[Actions to take]
- A) Quote the article on Ramallah's economy below from "The foreign money" up to and including "end of 2007.".
- B) In the article on Ramallah's economy below, who owns the city's "Best Buy" electronic store?
- C) Summarize the article on Ramallah's economy below in two sentences.

[Text excerpt]
--- begin ---

Bassem Roomie
The Media Line
February 6, 2008 - 7:57pm
http://www.themedialine.org/news/news_detail.asp?NewsID=20472


Things feel different these days in Ramallah, the de facto and economic capital of the Palestinian Authority, and its seat of government. The markets are crowded with shoppers. Stores are well-stocked with goods, dozens of brand new cars have appeared on the streets. And all over downtown Ramallah are banners and posters heralding the launching of new businesses—like flowers after rain.

 
These signs of increasing prosperity reflected in businesses all along the high street reflect a recent boost in the economy, which has been growing ever since the Western countries resumed financial support to the Palestinians.
 
The foreign money supply, the gas that keeps the Palestinian economy chugging, was frozen when Hamas won the elections in 2006, and then released when Hamas took over in Gaza last June. 
 
In retaliation, it will be recalled, P.A. Chairman Mahmoud ‘Abbas sacked the short-lived Hamas government, and installed a new one in Ramallah to function as a caretaker until the next elections.
 
Recent developments have helped the private sector, the economy’s driving force, to recover and generate double-digit growth, estimated as 10 percent at the end of 2007.
 
Now, many ordinary people as well as entrepreneurs feel quietly optimistic about the state of their economy. They hope this growth can be maintained at 10 percent for the next three years according to government plans. 
 
After years of stagnation, the economy now gives hope and courage to local entrepreneurs to invest more in local markets, says Bassam Hamadan, owner of the city’s American multinational “Best Buy” electronic store.

--- end ---

[Provided data]
--- begin ---

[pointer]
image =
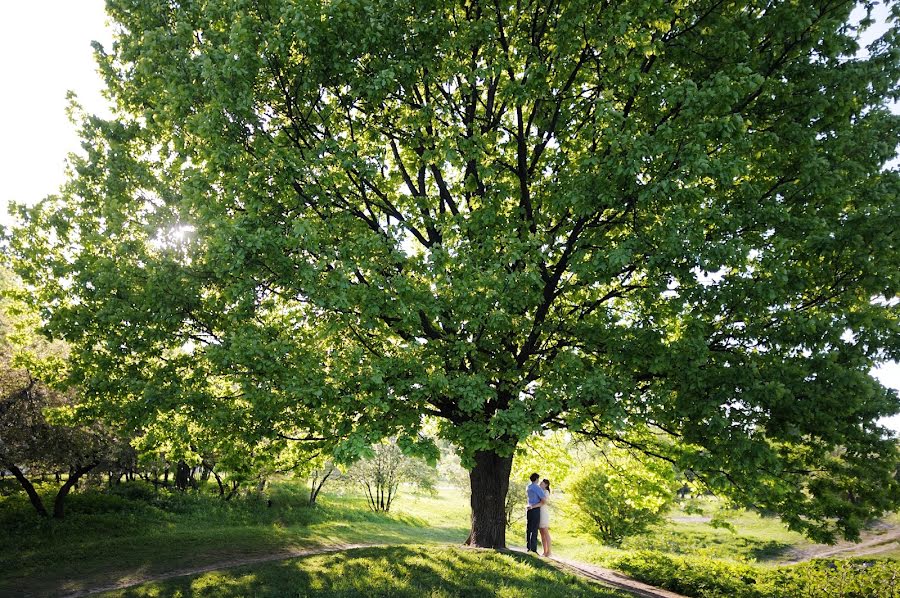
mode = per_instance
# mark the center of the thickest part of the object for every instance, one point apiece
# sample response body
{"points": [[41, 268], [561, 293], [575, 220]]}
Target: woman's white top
{"points": [[545, 511]]}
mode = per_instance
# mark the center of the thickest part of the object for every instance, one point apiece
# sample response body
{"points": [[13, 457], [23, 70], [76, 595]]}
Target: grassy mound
{"points": [[414, 571]]}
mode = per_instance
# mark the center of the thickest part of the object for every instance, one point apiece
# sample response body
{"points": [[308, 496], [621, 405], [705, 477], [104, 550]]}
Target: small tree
{"points": [[382, 473], [36, 437], [618, 495]]}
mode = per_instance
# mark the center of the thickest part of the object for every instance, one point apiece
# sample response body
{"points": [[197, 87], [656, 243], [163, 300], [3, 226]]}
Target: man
{"points": [[533, 514]]}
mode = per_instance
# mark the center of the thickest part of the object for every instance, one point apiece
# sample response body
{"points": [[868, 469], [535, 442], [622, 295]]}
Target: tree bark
{"points": [[489, 482], [33, 496], [59, 503]]}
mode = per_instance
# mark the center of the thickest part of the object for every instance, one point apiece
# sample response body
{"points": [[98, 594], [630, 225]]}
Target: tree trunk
{"points": [[489, 481], [35, 498], [76, 474]]}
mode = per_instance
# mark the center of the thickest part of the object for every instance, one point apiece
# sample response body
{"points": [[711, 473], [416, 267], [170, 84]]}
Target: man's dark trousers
{"points": [[533, 518]]}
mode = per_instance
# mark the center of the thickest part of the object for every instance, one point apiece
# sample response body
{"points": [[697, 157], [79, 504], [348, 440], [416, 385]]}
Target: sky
{"points": [[36, 71]]}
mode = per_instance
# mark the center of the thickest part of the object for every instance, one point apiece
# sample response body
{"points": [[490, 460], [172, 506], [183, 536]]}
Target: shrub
{"points": [[619, 496], [710, 578]]}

--- end ---

[Outputs]
- A)
The foreign money supply, the gas that keeps the Palestinian economy chugging, was frozen when Hamas won the elections in 2006, and then released when Hamas took over in Gaza last June. 
 
In retaliation, it will be recalled, P.A. Chairman Mahmoud ‘Abbas sacked the short-lived Hamas government, and installed a new one in Ramallah to function as a caretaker until the next elections.
 
Recent developments have helped the private sector, the economy’s driving force, to recover and generate double-digit growth, estimated as 10 percent at the end of 2007.

- B) Bassam Hamadan

- C) Ramallah shows signs of rising prosperity, with crowded markets, well-stocked stores, new cars and new businesses, reflecting an economy that has grown since Western countries resumed financial support to the Palestinians. The private sector has recovered to an estimated 10 percent growth at the end of 2007, and people hope this rate can be maintained for the next three years.